>> start
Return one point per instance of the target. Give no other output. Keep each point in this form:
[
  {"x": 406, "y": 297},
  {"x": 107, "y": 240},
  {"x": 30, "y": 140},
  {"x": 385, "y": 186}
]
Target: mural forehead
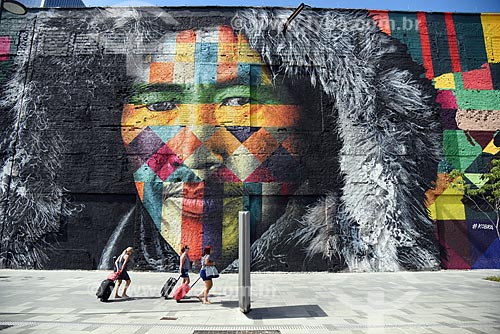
[{"x": 328, "y": 133}]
>> end
▶ What you will do
Could you switch every "point" to "coordinate" in the data above and give the lines again with nothing else changed and the pictures left out?

▶ Response
Return one coordinate per instance of the target. Give no other output. Keep each coordinate in this form:
[
  {"x": 406, "y": 297},
  {"x": 107, "y": 240},
  {"x": 30, "y": 140},
  {"x": 385, "y": 186}
]
Target: mural forehead
[{"x": 328, "y": 133}]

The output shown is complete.